*WHAT THE TASK REQUIRES*. Can you restate the records below word for word?

*INPUT ROWS*.
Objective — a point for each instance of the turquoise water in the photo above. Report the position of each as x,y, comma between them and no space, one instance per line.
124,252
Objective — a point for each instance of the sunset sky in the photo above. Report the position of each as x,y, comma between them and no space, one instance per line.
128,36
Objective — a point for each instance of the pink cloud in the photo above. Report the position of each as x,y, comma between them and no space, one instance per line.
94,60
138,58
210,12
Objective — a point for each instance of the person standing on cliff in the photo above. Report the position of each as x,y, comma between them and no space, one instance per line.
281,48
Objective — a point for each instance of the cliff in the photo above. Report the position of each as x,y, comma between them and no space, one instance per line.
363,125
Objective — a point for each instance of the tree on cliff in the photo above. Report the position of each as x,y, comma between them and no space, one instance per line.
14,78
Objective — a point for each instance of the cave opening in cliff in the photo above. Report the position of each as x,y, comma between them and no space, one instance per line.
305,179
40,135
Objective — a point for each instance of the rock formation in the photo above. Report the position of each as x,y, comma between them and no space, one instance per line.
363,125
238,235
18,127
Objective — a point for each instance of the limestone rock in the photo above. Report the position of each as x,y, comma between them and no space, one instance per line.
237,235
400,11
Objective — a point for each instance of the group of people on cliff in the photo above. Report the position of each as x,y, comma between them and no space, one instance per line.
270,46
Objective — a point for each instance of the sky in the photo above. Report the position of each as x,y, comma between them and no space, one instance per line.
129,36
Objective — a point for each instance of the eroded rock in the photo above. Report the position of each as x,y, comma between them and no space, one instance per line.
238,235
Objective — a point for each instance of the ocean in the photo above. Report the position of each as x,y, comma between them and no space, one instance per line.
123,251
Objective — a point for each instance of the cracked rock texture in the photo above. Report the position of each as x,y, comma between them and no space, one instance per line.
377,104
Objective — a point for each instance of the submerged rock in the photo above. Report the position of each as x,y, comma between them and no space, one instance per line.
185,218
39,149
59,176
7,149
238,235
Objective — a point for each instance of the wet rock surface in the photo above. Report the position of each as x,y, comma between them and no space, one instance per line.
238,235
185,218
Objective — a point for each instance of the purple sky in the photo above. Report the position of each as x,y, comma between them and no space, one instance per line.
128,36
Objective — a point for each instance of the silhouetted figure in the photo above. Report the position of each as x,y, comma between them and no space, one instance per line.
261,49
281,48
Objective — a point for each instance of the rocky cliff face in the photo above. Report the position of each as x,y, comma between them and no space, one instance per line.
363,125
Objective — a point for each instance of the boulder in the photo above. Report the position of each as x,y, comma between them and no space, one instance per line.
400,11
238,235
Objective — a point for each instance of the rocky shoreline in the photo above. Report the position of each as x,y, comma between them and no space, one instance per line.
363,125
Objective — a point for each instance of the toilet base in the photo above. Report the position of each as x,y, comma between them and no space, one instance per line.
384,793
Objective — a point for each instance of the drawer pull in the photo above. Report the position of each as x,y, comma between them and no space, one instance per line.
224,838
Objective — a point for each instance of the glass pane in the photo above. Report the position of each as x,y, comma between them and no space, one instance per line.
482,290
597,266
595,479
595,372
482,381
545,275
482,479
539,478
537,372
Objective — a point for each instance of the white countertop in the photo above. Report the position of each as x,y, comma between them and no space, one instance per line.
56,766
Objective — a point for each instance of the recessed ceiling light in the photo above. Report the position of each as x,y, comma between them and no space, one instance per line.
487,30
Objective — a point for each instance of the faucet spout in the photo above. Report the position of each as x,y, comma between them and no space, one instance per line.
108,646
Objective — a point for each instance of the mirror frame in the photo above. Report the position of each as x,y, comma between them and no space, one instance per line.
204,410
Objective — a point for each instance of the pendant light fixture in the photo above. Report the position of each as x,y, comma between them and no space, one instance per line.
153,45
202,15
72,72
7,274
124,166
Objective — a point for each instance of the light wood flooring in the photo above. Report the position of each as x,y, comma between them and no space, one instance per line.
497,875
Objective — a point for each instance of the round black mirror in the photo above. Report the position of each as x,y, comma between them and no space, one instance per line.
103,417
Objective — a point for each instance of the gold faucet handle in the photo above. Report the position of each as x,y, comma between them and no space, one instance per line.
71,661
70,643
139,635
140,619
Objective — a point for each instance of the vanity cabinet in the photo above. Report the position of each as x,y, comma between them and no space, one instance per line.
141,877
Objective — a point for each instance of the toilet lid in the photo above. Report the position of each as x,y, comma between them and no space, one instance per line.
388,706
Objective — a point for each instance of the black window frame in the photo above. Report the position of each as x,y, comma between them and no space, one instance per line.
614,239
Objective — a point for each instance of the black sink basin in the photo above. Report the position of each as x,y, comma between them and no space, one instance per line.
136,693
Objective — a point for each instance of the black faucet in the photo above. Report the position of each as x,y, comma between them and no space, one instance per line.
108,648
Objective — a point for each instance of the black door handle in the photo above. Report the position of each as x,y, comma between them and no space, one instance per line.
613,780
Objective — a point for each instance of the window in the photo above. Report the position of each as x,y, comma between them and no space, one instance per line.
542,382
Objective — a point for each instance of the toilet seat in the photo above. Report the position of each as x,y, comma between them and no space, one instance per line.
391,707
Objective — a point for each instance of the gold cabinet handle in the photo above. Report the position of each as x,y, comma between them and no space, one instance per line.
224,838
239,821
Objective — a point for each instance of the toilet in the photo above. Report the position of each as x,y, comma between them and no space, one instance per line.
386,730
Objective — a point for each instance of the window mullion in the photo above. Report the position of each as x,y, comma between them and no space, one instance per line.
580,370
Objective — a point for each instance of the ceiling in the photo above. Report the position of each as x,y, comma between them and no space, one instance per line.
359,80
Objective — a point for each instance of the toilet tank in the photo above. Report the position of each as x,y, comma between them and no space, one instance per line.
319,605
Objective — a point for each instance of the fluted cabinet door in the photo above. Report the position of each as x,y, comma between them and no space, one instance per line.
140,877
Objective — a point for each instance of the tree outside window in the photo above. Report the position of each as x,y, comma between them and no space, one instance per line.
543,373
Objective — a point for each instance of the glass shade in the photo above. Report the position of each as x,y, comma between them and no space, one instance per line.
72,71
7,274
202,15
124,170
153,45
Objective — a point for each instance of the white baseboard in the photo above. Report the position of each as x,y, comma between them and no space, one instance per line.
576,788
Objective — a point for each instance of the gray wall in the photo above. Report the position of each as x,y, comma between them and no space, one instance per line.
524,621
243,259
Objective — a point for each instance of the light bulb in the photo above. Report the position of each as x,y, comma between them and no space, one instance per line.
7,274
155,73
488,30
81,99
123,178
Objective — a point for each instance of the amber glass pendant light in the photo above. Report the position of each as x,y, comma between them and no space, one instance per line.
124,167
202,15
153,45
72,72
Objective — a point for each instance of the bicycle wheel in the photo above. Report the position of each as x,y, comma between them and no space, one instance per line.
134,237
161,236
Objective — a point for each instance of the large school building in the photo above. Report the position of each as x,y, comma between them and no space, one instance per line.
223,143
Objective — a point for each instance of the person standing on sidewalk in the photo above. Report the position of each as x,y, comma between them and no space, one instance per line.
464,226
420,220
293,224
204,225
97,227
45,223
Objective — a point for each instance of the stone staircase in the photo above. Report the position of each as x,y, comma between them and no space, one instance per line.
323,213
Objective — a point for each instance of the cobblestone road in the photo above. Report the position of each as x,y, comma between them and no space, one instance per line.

*REPLY*.
Objective — a point for each instance of the turquoise water in the photo above. Report the position of each as x,y, comma between them and no space, one instance per line.
124,252
Objective — a point for each instance of the sunset sky in the photo above. Report the position of each as x,y, comma between them and no space, one instance per line.
128,36
Objective — a point for each instance of the pink cloud in the photo above. Report the position of each as x,y, comma between them and no space, one instance per line.
94,60
138,58
210,12
Objective — a point for each instance of the person standing on cliff in the photo above. Report the position of each as x,y, comma between them and no space, one instance per line.
281,48
Objective — a point for each instance of the cliff in the photo above. Report the position of each as x,y, comma between them and no space, one instance per line.
363,125
Objective — a point for each instance of the tree on cliff in the photo above. Report the position of each as x,y, comma between them and no space, one instance per line.
14,78
Objective — a point for each instance of the cave opening in cliff in the photo above. Report the position of each as x,y, comma between them and no space, one instance per line.
305,179
40,135
Objective — a point for each instance of the rock formation in the photo above. Report the position of each as x,y, comma between them and no space, one instance per line.
363,125
238,235
18,127
Objective — a point for each instance of the limestone rock in the photo above. Report the position of each as x,y, comma between them and no space, one instance per line.
237,235
400,11
Objective — a point for each instance of the group of people on cliff in the photo above. Report the position of each as x,y, comma between them and no space, one instance per line.
270,46
Objective — a point for each instance of the sky in the photo above. Report the position of each as x,y, comma between them and no space, one instance per line.
129,36
Objective — a point for each instance of the eroded rock in the photo above. Report the position of each as x,y, comma between them and no space, one instance per line.
238,235
Objective — a point for each instance of the ocean in the photo above. Report the position of each as x,y, comma between them and no space, one instance per line.
123,251
Objective — a point for each instance of the cracked rock texture in the photo above. Report the position of each as x,y, comma between them and no space, one instance per line.
377,104
Objective — a point for each instance of the submerged rock in the photo above. Report the position of each as x,y, comma between them and no space, one instance per line.
185,218
39,149
59,176
7,149
238,235
Objective — a point for each instance of the wet rock surface in the photo above. Report the position of each as x,y, comma between them and no space, one instance per line.
238,235
185,218
Objective — a point for each instance of the purple sky in the photo above. Report the position of each as x,y, comma between them and no space, one instance per line.
128,36
Objective — a point for each instance of the silhouetted figure in the photo above. Report the position of each as x,y, comma between them and no space, one instance per line.
261,49
281,48
Objective — a point for each instance of the rocky cliff face in the photo above. Report the position of each as x,y, comma between them and no space, one instance per line.
363,125
Objective — a point for each instance of the boulder in the photo above. Report the position of each as x,y, comma between them and no space, one instance per line.
400,11
238,235
Objective — a point for each instance of the rocky shoreline in the photo above. Report the position of each as x,y, comma between them and no space, one instance per line.
363,125
Objective — a point for each instance of the toilet base in the photo above. Report the position of each as x,y, comma between them and no space, one instance per line.
384,793
Objective — a point for each instance of the drawer pull in the photo above. Report the position of each as x,y, comma between them and no space, one instance per line.
224,838
Objective — a point for each instance of the glass pane in the photo above. Report the position of each as x,y, comma between them and no space, one instance per line.
482,290
597,266
595,479
595,372
482,381
545,275
482,479
539,478
537,372
Objective — a point for each instance of the white countertop in the photo above. Report the position of each as x,y, comma between them and no space, one instance per line.
56,766
Objective — a point for each instance of the recessed ceiling light in the photo above. Report the position of each as x,y, comma between them and no space, one instance per line.
487,30
Objective — a point for each instance of the faucet spout in the photo above. Report the position of each as x,y, comma between them and no space, one instance per line.
108,646
Objective — a point for each instance of the mirror frame in the photo above. Report the position of each as x,y, comma between them and no space, one instance per line.
204,410
Objective — a point for each instance of the pendant light fixture in the photo above. Report the position of each as x,y, comma between them and no space, one instance per line.
153,45
202,15
72,72
7,274
124,166
Objective — a point for each instance of the light wood flooring in the photo above. Report the position of each as x,y, comma between them and no space, one instance per line.
497,875
Objective — a point for each instance of the round black mirror in the photo above. Report the position of each as x,y, comma between them and no space, one instance per line.
103,417
Objective — a point for each instance of the gold faucet handle in the photo above. Report the position of each as x,y, comma between them and no space, one instance per line.
71,661
70,643
139,635
140,619
Objective — a point for each instance of the vanity cabinet in the photo above. Report the position of each as x,y, comma between them and no space, one instance per line.
141,877
Objective — a point for each instance of the toilet lid in the photo above. Report the position of each as x,y, comma between them and no space, one instance per line.
388,706
Objective — a point for each instance of the black window frame in the photo above. Report the position of each as x,y, comma between them and no space, one instance per line.
614,239
Objective — a point for each instance of the black sink basin in the photo above. Report the position of each as x,y, comma between them and no space, one instance per line.
136,693
Objective — a point for each instance of the black faucet in the photo above. Report the position of each as x,y, comma between them and no space, one instance per line.
108,648
Objective — a point for each instance of the black door handle in the photo above. Report the position of each as x,y, comma between them and no space, one instance per line.
613,780
Objective — a point for each instance of the window in the photo above. Report the position of each as x,y, comma between them and no space, one instance per line.
542,382
Objective — a point for each instance of the toilet seat in the photo above. Report the position of each as x,y, comma between them and no space, one instance per line.
391,707
Objective — a point for each instance of the gold cabinet handle in the photo above. Report the position of each as x,y, comma between them and no space, one instance per line.
224,838
239,821
Objective — a point for each instance of the toilet in the photo above. Report the position of each as x,y, comma between them and no space, one instance per line.
386,730
Objective — a point for each instance of the window mullion in the photo above. Report the position of each as x,y, comma between them and no space, one instance per line.
580,370
Objective — a point for each instance of the ceiling in the photo above. Report the position of each as x,y, comma between them and no space, one instance per line.
359,80
Objective — a point for each instance of the toilet tank in the photo above. Report the position of each as x,y, comma between them and no space, one instance per line.
319,605
Objective — a point for each instance of the fluted cabinet door in the photo above. Report the position of each as x,y, comma between them and no space, one instance per line.
140,877
Objective — a point for each instance of the tree outside window in the photo above. Report the position of each as x,y, comma between them and no space, one instance per line.
543,373
Objective — a point for each instance of the glass shade in the photo above. Report the position of each as x,y, comma between them and no space, one instance per line.
72,71
7,274
202,15
124,170
153,45
Objective — a point for each instance of the white baseboard in the photo above. Report the position of each as x,y, comma between them and no space, one instance per line.
576,788
Objective — a point for each instance of the gray wall in the photo above. Report the position of each as x,y, comma between them and no space, one instance per line.
524,621
243,259
Objective — a point for each instance of the light bulb in the photo above. Report the position of each as x,y, comma between them and no space, one instance per line.
7,274
155,73
488,30
81,99
123,178
Objective — a point for each instance of the amber glass pendant light in the photo above. Report the position of each as x,y, comma between them and no space, one instance per line.
124,167
202,15
153,45
72,72
Objective — a point for each instance of the bicycle wheel in the photo above. Report the position of each as x,y, comma between them and no space, one instance per line.
134,237
161,236
Objective — a point for each instance of the large school building in the photo above. Report the position of each as x,y, comma between them and no space, one instance per line.
223,143
Objective — a point for each instance of the person standing on sidewalk in the photo above. Report the position of each as x,y, comma between them and no space, one instance per line.
464,226
420,220
293,224
204,225
97,227
45,223
Objective — a point for each instance of the stone staircase in the photo above. Report the position of each as x,y, comma between them and no space, one instance per line.
323,213
Objective — a point for each instance of the cobblestone road in the photo above. Report the position of each as x,y, comma between them and no space, one instance per line.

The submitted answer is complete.